» EXCERPT:
Putin critic Alexei Navalny posts defiant message from hospital bed, telling supporters: "I missed you"

Alexei Navalny has shared a picture from his hospital bed after he was poisoned with the nerve agent novichok
@navalny
Rebecca Speare-Cole15 September 2020

Alexei Navalny has shared a picture from his hospital bed after falling ill following a suspected Novichok poisoning.

The 44-year-old, a vocal critic of Russian President Vladimir Putin, collapsed on a domestic flight in Siberia on August 20.

He was flown to Berlin for treatment at the Charite hospital two days later.

On Tuesday, he shared a picture on Instagram alongside his family and wrote that he has managed to breathe for an entire day without medical help.

A portable isolation unit used to transport Russian opposition figure Alexei Navalny
Getty Images

He told his followers: “Hi, this is Navalny. I have been missing you. I still can’t do much, but yesterday I managed to breathe on my own for the entire day.

“Just on my own, no extra help, not even a valve in my throat. I liked it very much. It’s a remarkable process that is underestimated by many. Strongly recommended.”

A German military lab determined that he was poisoned with Novichok, the same class of Soviet-era agent that Britain said was used on former Russian spy Sergei Skripal and his daughter in Salisbury in 2018.

On Monday, the German government said tests by independent labs in France and Sweden backed its findings.

Russian opposition leader Alexei Navalny speaks during an interview at the office of his Anti-corruption Foundation (FBK) in Moscow in 2018
AFP via Getty Images

The Kremlin has bristled at calls from German Chancellor Angela Merkel and other leaders to answer questions about the poisoning, denying any official involvement.

» PROBLEM REQUIREMENTS: Retype the article about Alexei Navalny's hospital message in full, word for word.

[Source records]
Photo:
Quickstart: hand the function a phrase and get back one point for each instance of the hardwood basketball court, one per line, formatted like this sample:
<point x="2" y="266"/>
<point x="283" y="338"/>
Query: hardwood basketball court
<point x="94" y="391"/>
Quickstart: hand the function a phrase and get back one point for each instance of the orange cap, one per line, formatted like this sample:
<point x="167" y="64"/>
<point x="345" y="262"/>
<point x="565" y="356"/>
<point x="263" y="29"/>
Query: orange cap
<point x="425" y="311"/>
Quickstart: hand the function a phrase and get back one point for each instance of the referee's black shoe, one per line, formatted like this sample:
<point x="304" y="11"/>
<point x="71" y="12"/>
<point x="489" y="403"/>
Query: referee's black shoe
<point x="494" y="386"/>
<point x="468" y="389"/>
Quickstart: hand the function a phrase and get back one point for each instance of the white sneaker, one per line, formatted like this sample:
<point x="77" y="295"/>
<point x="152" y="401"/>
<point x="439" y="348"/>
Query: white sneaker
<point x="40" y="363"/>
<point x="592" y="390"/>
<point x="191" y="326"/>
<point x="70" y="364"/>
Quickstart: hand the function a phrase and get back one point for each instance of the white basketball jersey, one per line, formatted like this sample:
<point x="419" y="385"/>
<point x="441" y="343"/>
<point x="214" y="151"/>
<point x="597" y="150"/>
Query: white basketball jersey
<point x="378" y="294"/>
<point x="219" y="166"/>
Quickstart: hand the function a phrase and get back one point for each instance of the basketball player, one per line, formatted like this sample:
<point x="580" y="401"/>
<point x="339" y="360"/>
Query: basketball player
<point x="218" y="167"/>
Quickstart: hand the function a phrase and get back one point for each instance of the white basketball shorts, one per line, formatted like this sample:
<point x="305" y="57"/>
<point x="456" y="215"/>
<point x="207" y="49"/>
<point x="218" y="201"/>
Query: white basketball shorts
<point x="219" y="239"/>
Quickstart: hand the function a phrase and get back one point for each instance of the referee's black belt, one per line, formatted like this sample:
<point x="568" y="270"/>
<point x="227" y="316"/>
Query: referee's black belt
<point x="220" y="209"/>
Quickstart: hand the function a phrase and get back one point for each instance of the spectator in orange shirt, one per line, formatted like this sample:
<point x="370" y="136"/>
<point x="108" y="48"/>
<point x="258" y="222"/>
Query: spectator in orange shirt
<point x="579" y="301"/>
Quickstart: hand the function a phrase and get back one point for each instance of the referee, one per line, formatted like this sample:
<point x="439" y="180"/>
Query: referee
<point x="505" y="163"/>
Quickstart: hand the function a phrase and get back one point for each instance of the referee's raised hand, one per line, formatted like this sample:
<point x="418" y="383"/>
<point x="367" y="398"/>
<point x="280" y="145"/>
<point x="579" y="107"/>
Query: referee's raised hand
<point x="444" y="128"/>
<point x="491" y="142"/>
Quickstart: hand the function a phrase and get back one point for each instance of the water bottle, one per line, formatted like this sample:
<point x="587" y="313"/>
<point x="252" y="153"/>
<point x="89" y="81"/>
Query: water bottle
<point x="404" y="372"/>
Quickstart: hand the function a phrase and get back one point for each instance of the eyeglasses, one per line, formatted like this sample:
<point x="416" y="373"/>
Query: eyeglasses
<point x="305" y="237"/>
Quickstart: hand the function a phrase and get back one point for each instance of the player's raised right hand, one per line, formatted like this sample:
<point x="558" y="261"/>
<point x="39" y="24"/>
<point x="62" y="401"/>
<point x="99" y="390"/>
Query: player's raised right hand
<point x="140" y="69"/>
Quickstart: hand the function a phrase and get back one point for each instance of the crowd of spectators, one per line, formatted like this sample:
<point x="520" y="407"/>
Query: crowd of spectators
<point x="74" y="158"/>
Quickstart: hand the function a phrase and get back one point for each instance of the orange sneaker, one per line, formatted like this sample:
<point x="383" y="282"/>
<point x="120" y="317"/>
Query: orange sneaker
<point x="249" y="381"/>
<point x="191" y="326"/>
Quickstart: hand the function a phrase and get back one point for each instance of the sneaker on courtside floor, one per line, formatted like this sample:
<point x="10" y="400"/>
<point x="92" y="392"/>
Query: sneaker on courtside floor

» EXERCISE RESPONSE:
Putin critic Alexei Navalny posts defiant message from hospital bed, telling supporters: "I missed you"

Alexei Navalny has shared a picture from his hospital bed after he was poisoned with the nerve agent novichok
@navalny
Rebecca Speare-Cole15 September 2020

Alexei Navalny has shared a picture from his hospital bed after falling ill following a suspected Novichok poisoning.

The 44-year-old, a vocal critic of Russian President Vladimir Putin, collapsed on a domestic flight in Siberia on August 20.

He was flown to Berlin for treatment at the Charite hospital two days later.

On Tuesday, he shared a picture on Instagram alongside his family and wrote that he has managed to breathe for an entire day without medical help.

A portable isolation unit used to transport Russian opposition figure Alexei Navalny
Getty Images

He told his followers: “Hi, this is Navalny. I have been missing you. I still can’t do much, but yesterday I managed to breathe on my own for the entire day.

“Just on my own, no extra help, not even a valve in my throat. I liked it very much. It’s a remarkable process that is underestimated by many. Strongly recommended.”

A German military lab determined that he was poisoned with Novichok, the same class of Soviet-era agent that Britain said was used on former Russian spy Sergei Skripal and his daughter in Salisbury in 2018.

On Monday, the German government said tests by independent labs in France and Sweden backed its findings.

Russian opposition leader Alexei Navalny speaks during an interview at the office of his Anti-corruption Foundation (FBK) in Moscow in 2018
AFP via Getty Images

The Kremlin has bristled at calls from German Chancellor Angela Merkel and other leaders to answer questions about the poisoning, denying any official involvement.